AUFGABEN =>
- a) Nenne alle Arbeitsschritte, die im Forenthread zur Mathehilfe unter „Aufgabe 1)“ aufgeführt sind.
- b) Gib aus dem Forenthread zur Mathehilfe den Abschnitt zwischen „ich muss mir“ und „nur ernstgemeinte Zuschriften!“ einschließlich wörtlich wieder.

EXTRAHIERTER TEXT =>

=======

# Wer ist gut (besser als ich) in Mathematik?



## diabolo150973 (3 Oktober 2010)

Hallo zusammen,

ich muss mir leider eingestehen, dass ich recht große Defizite habe, was die Mathematik angeht...

Ich suche auf diesem Wege jemanden, der mir bei der Sch****-Rechnerei auf die Sprünge helfen kann und will.

Bitte nur ernstgemeinte Zuschriften! 

Nicht so wie die Ulrike... Klick 


Ich habe den Kram mal hinten drangehängt... Ich bin für jede Hilfe dankbar!!! Ich kann da, ehrlich gesagt, gar nichts von und weiß auch nicht, wie ich da rangehen soll.

Alle anderen Hefte und Themen habe ich bis hierhin soweit fertig. Nur Mathe habe ich zum größten Teil vor mir hergeschoben.
Jetzt sitze ich davor wie eine Kuh vor'm Protonenbeschleuniger...


Schönen Sonntag noch,

dia


----------



## bedalhaus (5 Oktober 2010)

Ohne Garantie auf Richtigkeit:

Aufgabe 1)
- Bruch vereinfachen und zusammenfassen
- Erkennen, dass der Bruch (ausmultipliziert) gleich den Negativ des ersten Summanden entspricht und rauswerfen
- übrig bleibt: -(mx)^3 + (-2ab)^3

   " -(+mx)^3 " das habe ich so noch nie gesehen.

=======

ROHDATEN =>
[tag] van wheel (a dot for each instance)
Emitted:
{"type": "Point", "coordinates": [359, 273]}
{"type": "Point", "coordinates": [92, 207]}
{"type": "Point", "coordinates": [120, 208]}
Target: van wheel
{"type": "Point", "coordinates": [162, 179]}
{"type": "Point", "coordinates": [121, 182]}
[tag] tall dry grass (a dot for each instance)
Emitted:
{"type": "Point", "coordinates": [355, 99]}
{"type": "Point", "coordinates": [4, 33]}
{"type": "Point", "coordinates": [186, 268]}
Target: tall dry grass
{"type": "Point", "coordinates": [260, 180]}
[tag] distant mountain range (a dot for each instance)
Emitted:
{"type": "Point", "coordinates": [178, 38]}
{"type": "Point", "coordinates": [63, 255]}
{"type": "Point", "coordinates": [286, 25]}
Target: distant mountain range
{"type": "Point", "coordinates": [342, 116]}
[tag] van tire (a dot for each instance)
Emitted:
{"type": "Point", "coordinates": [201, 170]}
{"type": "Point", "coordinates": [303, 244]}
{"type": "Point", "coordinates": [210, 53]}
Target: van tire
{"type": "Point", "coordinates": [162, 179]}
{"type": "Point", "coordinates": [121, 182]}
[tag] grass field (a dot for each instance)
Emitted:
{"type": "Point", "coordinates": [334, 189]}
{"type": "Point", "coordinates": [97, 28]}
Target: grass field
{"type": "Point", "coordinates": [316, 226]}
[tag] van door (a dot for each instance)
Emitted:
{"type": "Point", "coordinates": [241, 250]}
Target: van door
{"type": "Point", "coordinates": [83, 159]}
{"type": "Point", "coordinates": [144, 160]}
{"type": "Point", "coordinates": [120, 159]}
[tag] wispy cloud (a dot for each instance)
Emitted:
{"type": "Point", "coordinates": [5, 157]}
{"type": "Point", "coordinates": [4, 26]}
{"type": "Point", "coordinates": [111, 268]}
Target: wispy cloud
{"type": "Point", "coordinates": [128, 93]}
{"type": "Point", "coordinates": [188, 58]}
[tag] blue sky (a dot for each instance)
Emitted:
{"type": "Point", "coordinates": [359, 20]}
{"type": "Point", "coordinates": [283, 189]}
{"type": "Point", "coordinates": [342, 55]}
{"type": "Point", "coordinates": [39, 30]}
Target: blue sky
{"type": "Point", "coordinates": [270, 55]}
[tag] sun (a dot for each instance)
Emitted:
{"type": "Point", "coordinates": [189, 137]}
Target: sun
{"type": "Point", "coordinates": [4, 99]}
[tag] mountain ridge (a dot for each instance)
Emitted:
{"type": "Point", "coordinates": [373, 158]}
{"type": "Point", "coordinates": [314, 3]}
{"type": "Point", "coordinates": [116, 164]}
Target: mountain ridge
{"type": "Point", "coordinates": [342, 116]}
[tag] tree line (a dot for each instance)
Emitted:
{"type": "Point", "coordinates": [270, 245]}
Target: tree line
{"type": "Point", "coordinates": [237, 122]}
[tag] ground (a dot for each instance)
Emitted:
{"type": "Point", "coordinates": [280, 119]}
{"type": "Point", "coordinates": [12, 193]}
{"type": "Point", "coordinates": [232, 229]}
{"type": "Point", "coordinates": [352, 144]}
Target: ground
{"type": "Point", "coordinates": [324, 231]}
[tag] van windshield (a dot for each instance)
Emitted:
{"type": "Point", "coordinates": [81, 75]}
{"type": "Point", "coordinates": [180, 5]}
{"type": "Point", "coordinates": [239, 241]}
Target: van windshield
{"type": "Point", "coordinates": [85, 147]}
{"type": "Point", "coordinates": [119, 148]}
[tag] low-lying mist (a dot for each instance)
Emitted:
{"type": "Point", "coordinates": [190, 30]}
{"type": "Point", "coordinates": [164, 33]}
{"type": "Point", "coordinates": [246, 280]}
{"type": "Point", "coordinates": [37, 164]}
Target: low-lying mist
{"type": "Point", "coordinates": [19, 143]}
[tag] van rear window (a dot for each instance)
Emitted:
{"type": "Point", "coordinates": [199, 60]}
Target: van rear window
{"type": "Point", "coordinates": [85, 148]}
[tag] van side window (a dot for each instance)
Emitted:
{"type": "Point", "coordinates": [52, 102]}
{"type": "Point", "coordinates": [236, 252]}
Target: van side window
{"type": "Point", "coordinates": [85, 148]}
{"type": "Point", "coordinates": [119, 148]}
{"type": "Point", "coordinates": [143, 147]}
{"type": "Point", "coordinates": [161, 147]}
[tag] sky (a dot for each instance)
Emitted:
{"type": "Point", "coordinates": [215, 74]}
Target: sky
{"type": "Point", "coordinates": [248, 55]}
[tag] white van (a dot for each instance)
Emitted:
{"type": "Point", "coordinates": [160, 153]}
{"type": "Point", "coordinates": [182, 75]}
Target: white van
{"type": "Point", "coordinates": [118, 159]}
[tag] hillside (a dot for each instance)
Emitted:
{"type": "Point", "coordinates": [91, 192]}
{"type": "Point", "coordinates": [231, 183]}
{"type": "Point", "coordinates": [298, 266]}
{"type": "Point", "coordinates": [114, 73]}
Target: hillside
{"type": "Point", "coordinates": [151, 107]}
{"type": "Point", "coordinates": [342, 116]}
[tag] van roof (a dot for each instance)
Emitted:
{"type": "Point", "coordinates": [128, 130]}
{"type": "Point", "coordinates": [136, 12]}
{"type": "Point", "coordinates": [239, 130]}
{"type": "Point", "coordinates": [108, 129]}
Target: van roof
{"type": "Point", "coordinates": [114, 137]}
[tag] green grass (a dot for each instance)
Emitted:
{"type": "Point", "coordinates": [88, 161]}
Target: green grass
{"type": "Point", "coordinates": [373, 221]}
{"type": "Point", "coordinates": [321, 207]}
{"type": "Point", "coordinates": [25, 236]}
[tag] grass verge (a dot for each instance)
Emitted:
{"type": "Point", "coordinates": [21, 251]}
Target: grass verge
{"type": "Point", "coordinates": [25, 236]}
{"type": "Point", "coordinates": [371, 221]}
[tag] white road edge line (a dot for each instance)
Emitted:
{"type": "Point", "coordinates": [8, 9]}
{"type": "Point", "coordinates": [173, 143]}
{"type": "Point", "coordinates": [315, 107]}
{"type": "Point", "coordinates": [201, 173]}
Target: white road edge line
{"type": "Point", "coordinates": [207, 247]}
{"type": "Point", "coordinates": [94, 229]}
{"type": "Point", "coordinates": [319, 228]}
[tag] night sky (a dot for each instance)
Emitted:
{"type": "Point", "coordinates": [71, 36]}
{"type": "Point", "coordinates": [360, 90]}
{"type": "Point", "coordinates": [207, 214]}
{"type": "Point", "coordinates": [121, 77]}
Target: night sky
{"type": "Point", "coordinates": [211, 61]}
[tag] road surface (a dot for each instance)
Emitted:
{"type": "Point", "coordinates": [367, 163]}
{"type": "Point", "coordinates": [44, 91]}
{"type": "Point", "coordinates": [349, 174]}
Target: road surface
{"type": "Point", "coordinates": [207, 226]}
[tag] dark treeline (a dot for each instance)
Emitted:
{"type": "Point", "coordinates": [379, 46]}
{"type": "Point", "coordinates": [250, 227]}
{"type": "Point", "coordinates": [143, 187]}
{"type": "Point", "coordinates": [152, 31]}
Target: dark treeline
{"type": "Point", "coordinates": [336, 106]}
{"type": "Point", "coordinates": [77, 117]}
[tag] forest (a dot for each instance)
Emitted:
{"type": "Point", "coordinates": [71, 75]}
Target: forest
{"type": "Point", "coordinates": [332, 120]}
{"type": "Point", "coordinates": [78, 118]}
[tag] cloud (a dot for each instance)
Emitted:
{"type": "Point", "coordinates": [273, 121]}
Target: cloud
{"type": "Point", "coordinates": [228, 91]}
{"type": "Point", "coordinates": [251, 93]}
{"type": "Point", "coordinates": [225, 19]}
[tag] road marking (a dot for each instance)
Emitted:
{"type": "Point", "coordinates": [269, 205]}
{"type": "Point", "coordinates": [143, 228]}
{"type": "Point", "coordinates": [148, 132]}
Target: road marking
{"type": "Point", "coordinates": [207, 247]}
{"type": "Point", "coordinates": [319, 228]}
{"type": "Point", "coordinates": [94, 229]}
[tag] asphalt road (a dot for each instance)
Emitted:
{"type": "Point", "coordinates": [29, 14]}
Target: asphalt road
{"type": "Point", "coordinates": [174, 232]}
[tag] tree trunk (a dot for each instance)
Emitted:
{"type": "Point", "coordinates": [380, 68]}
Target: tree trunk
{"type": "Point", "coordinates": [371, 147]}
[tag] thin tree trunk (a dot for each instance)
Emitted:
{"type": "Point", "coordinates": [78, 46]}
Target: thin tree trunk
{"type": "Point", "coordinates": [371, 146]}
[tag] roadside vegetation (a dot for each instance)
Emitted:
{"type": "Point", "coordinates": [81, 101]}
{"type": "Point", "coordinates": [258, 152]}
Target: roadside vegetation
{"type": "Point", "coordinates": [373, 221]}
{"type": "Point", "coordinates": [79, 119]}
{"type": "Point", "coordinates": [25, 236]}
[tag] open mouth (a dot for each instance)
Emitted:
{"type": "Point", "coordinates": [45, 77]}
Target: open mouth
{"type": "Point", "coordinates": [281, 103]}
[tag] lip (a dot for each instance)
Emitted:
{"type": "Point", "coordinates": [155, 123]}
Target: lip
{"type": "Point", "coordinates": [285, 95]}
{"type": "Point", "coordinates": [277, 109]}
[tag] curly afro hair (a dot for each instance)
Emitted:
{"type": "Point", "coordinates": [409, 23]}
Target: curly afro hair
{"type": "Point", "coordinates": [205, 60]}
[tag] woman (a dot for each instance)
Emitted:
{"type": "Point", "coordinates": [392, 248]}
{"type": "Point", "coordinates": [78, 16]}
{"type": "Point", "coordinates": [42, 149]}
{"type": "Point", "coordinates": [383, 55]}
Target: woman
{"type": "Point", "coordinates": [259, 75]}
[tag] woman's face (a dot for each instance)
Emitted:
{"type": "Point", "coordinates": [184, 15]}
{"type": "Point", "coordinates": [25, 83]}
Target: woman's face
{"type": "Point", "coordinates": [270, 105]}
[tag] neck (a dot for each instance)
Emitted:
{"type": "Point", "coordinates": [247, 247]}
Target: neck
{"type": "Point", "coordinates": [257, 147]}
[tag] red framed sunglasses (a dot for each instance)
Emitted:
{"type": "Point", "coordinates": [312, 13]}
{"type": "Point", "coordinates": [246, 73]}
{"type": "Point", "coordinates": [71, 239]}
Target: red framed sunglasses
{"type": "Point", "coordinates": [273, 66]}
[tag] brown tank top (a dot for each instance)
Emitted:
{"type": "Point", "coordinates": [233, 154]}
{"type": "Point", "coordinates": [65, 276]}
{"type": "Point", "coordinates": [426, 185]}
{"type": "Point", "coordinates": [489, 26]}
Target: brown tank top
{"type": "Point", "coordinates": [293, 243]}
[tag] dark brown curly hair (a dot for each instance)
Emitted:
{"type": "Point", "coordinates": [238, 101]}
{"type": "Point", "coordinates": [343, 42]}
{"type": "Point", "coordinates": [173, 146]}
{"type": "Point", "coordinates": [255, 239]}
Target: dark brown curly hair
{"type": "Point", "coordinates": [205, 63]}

=======

ANTWORTEN =>
- a)
- Bruch vereinfachen und zusammenfassen
- Erkennen, dass der Bruch (ausmultipliziert) gleich den Negativ des ersten Summanden entspricht und rauswerfen
- übrig bleibt: -(mx)^3 + (-2ab)^3

- b)
ich muss mir leider eingestehen, dass ich recht große Defizite habe, was die Mathematik angeht...

Ich suche auf diesem Wege jemanden, der mir bei der Sch****-Rechnerei auf die Sprünge helfen kann und will.

Bitte nur ernstgemeinte Zuschriften!